● **Task goal**: Find each line in the listing below that contains the word "slender", and copy those lines.

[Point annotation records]
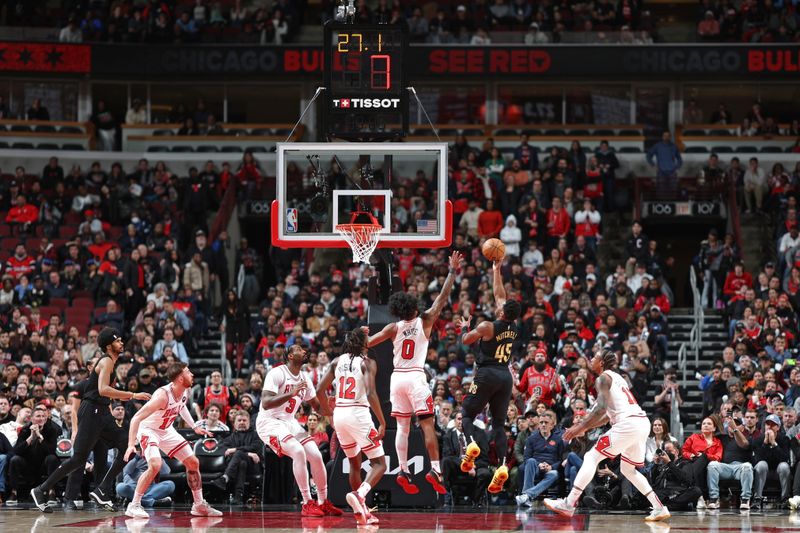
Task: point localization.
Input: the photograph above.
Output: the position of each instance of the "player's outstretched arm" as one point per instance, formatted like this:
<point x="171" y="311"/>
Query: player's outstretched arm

---

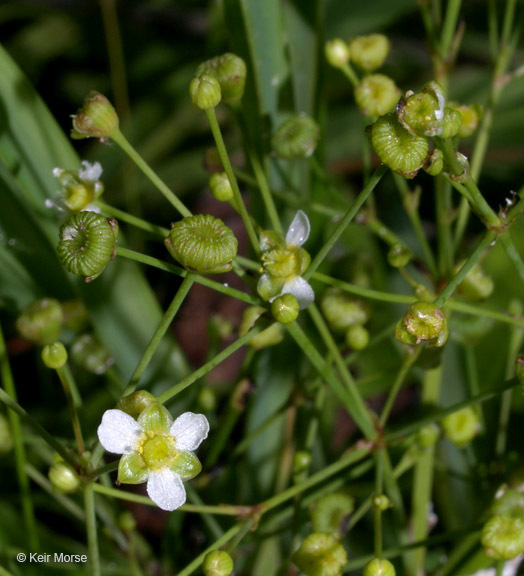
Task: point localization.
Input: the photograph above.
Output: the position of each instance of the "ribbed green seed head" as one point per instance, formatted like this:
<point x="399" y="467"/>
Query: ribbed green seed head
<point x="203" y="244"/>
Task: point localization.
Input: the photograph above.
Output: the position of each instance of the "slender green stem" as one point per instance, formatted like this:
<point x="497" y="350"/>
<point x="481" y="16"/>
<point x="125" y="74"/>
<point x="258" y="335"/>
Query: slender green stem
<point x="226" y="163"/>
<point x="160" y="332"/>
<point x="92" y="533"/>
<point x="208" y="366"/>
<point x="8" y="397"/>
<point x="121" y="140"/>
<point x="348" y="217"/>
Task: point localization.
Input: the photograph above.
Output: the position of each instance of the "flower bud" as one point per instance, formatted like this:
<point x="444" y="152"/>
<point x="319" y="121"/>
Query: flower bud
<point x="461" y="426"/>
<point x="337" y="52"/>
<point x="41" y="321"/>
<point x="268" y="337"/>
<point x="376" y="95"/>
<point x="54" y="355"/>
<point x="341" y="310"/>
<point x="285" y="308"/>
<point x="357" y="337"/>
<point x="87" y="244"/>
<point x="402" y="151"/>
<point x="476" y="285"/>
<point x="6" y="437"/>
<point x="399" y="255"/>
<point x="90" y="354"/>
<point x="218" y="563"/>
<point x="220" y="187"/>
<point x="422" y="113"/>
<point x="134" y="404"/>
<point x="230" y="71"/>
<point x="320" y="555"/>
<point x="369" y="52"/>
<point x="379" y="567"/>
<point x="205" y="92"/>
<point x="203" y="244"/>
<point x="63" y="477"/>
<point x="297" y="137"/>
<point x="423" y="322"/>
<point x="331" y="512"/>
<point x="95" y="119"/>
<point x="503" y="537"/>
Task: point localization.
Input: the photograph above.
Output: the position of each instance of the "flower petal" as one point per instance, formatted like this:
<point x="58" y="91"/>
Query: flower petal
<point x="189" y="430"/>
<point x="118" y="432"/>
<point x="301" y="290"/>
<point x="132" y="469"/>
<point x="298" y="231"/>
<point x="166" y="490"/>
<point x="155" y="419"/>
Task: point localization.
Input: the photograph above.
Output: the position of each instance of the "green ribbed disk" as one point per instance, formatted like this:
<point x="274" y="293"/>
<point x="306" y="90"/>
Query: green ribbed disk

---

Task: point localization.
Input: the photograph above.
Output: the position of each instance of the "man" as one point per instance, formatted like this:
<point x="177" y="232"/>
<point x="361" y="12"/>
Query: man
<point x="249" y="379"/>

● **Task output**:
Output: the position of each instance of the "slender green stem" as one point per instance, formatted like this:
Query: slender green stem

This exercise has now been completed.